(Excerpt from a dataset)
————————

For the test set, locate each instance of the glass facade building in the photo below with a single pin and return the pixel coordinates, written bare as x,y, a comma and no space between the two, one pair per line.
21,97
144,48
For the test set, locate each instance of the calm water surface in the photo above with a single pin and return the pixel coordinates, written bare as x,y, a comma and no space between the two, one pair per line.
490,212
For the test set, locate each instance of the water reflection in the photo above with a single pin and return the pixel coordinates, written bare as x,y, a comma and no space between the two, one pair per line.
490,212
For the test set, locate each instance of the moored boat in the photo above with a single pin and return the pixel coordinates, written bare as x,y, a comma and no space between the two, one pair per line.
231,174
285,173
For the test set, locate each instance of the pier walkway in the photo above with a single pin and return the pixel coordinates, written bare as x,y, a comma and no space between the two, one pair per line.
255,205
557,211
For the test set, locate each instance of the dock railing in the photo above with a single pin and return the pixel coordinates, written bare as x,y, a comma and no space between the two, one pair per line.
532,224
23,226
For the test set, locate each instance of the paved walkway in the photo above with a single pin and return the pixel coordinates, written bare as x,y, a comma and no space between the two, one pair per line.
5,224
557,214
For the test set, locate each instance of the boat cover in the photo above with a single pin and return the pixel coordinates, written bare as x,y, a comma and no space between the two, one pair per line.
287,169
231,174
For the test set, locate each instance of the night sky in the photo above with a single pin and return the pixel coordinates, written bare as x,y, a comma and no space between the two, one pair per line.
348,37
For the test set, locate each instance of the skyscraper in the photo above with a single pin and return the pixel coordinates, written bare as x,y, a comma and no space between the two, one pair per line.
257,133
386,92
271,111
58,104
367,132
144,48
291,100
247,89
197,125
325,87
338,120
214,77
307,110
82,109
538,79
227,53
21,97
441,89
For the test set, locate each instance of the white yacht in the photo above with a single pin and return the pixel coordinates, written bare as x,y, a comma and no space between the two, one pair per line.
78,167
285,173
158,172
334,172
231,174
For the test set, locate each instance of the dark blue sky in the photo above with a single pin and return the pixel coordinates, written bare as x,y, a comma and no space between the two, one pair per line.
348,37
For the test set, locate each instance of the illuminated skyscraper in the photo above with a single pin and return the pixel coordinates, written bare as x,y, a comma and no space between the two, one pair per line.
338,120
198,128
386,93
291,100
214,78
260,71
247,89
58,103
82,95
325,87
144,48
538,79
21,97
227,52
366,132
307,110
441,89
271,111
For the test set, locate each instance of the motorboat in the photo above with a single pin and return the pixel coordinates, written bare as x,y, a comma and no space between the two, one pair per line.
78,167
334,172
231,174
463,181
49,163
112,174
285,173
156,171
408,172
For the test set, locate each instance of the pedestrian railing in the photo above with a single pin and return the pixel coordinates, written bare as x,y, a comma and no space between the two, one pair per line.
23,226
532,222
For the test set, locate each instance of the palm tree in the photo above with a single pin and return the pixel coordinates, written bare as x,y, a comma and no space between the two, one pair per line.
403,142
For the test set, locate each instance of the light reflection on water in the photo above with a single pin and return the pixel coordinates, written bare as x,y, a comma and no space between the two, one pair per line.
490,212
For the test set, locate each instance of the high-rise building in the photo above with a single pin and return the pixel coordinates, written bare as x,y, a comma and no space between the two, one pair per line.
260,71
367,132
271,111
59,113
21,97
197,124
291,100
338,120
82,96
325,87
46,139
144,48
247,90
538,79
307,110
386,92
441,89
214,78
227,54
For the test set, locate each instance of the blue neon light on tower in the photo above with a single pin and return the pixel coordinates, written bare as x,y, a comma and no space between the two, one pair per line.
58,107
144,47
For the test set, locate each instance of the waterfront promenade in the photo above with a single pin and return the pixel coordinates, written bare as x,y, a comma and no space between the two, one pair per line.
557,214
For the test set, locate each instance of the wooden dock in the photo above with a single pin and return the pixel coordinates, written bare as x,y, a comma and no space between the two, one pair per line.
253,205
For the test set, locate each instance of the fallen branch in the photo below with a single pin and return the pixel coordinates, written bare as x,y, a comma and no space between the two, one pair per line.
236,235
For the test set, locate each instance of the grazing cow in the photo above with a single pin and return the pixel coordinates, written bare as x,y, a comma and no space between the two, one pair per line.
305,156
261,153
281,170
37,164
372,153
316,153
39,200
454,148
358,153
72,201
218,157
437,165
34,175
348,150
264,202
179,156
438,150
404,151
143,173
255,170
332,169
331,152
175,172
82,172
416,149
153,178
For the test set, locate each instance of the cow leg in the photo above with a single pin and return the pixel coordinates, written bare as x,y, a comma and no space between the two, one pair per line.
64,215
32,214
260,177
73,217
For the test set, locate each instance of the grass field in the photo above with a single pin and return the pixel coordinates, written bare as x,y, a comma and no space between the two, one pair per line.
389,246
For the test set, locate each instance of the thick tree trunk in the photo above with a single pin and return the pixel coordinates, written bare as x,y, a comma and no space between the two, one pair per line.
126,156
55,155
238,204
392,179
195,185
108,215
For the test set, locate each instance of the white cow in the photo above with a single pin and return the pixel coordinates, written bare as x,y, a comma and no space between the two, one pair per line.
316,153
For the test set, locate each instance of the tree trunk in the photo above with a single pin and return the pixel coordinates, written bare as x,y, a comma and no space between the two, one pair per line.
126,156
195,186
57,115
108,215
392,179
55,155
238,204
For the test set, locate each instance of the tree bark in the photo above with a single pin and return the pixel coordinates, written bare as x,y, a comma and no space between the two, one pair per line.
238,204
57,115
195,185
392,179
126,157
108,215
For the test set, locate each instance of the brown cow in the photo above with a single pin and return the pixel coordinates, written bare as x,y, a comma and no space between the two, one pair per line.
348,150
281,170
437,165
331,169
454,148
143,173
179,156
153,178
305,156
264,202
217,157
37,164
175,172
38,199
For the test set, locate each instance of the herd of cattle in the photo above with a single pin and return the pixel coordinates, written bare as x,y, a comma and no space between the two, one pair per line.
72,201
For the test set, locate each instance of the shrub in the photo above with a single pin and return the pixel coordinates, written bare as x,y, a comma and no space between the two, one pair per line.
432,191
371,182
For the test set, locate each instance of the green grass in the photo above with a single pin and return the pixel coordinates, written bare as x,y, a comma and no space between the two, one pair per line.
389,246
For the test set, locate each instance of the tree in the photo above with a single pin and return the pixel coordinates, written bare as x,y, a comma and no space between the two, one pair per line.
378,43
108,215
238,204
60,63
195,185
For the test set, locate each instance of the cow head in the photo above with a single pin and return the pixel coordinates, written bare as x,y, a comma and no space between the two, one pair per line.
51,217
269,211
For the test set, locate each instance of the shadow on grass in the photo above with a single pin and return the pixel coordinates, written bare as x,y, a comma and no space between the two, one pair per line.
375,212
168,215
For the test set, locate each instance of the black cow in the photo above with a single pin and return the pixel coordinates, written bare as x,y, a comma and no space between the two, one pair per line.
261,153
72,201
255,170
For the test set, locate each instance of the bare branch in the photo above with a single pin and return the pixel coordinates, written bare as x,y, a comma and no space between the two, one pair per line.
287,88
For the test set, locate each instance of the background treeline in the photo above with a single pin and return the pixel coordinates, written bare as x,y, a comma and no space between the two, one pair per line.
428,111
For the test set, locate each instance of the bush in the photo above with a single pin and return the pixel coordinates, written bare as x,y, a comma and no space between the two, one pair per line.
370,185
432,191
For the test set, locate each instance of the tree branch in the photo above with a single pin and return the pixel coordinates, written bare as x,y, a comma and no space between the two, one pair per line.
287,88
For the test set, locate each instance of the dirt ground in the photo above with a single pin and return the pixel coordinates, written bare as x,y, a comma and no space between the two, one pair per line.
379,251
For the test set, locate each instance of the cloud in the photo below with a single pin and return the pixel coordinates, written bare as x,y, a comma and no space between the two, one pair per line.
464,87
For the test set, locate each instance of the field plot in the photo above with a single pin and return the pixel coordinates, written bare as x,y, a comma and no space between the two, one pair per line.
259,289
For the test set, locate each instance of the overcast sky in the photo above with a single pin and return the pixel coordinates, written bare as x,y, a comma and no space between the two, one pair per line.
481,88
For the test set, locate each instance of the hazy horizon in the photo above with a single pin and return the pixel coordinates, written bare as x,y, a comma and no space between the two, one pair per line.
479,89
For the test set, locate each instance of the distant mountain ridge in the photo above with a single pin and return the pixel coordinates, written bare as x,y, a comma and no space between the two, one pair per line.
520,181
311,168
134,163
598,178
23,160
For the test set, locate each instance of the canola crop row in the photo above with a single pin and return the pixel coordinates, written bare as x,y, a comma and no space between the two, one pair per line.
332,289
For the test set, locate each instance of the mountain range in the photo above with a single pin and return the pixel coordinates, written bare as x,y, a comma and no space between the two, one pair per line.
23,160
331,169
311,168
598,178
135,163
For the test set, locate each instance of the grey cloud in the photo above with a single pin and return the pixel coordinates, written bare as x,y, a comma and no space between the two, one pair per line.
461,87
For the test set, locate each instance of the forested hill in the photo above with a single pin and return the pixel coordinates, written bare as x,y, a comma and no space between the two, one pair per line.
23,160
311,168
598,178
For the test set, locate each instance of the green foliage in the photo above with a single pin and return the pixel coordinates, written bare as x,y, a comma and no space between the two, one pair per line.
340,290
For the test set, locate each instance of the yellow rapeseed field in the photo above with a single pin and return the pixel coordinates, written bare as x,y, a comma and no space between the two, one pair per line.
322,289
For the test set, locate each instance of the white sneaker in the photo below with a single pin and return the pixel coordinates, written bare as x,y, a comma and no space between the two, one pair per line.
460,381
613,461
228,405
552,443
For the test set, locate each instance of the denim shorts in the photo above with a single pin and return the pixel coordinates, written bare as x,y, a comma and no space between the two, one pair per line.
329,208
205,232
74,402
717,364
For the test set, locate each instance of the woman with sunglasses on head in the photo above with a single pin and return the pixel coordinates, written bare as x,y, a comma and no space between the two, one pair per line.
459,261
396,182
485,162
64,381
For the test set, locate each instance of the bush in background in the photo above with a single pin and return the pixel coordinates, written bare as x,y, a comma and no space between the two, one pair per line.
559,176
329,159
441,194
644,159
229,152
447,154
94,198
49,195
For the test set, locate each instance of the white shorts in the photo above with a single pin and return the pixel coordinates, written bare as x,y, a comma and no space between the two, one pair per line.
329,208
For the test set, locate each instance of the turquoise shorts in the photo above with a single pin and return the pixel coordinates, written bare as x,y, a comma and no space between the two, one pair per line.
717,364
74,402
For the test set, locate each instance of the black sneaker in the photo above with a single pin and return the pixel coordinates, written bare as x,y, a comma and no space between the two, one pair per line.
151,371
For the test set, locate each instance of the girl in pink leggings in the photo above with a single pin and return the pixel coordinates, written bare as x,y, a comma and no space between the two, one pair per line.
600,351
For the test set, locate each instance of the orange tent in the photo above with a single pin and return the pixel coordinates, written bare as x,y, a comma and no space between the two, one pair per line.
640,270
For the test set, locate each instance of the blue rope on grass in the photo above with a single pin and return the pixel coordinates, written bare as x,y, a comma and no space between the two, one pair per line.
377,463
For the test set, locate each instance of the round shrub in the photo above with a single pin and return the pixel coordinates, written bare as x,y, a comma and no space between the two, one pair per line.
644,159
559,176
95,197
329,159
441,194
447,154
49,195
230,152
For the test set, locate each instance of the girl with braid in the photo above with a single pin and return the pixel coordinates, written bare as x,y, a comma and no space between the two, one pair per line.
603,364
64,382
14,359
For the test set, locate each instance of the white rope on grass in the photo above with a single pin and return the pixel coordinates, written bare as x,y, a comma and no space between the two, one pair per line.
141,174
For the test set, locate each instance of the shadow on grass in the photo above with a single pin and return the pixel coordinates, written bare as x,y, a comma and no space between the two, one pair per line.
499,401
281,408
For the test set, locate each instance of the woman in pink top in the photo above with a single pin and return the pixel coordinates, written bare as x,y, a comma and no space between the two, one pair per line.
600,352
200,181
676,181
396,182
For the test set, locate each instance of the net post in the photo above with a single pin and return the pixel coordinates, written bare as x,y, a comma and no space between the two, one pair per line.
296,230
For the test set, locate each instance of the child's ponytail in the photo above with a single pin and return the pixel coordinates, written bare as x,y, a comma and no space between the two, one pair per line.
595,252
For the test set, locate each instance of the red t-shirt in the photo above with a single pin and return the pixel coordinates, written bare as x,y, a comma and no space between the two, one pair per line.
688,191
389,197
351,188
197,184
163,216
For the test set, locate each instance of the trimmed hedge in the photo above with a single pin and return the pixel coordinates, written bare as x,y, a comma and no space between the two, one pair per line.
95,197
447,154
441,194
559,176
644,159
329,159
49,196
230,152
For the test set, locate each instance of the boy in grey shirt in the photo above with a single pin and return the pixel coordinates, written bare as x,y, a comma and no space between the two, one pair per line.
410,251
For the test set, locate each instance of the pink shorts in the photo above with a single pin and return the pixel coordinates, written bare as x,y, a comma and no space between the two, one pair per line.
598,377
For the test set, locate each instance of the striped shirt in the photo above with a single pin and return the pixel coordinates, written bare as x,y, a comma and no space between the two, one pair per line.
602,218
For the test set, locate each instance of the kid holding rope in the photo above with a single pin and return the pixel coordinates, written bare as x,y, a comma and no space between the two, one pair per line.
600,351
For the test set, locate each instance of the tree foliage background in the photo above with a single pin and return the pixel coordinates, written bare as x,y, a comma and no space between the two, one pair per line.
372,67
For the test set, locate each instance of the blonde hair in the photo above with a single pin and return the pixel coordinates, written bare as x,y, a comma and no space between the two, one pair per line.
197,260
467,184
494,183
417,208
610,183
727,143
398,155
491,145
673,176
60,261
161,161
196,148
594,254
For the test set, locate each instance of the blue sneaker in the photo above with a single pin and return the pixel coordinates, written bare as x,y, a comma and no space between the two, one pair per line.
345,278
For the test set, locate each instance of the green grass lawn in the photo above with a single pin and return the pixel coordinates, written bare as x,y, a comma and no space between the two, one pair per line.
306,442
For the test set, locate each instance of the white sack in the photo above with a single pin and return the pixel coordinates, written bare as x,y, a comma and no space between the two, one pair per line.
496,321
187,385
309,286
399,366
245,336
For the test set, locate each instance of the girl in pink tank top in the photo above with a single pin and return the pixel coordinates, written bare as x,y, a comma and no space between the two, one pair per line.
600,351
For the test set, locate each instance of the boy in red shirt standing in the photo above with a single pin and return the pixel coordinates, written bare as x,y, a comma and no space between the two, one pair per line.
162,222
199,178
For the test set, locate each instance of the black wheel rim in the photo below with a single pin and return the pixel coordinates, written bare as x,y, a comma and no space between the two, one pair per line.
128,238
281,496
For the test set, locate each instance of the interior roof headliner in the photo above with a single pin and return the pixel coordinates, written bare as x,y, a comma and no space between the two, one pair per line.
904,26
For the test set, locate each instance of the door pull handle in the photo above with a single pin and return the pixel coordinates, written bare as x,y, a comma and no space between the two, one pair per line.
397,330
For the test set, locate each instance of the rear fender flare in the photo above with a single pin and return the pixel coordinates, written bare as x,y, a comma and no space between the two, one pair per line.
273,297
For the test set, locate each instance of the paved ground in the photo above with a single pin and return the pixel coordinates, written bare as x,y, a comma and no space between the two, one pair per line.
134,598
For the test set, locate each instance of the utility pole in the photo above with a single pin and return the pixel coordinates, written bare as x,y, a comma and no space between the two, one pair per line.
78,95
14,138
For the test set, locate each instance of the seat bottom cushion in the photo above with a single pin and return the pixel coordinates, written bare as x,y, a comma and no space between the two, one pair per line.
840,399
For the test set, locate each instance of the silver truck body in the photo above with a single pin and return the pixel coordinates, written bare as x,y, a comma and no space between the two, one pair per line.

————————

__DO THIS__: Extract every line from the one containing "For the test set, locate each instance of the paved ground" to the end of the entries, including both of those lines, exactly as given and with nothing added.

__WORKED ANSWER__:
For the test set, locate each instance of the paved ground in the photo above with a single pin and return the pixel coordinates, written bare as x,y, a comma and no space between the two, one pair per line.
134,598
For the test set, locate each instance of the utility pole in the photo above with a single pin and return the pixel coordinates, written bare as x,y, a comma and no space between the two, one pair per line.
78,95
14,138
For the test set, locate each instance of the seat bottom cushion in the photo above with a single pin and return the pixel coordinates, written bare as x,y, a comma and no space between the two, one pair per line.
840,399
For the test set, locate each instance of the silver truck body in the photo above with a single pin and return the pixel coordinates, written bare as x,y, a comma and no space between the two, one pair per line.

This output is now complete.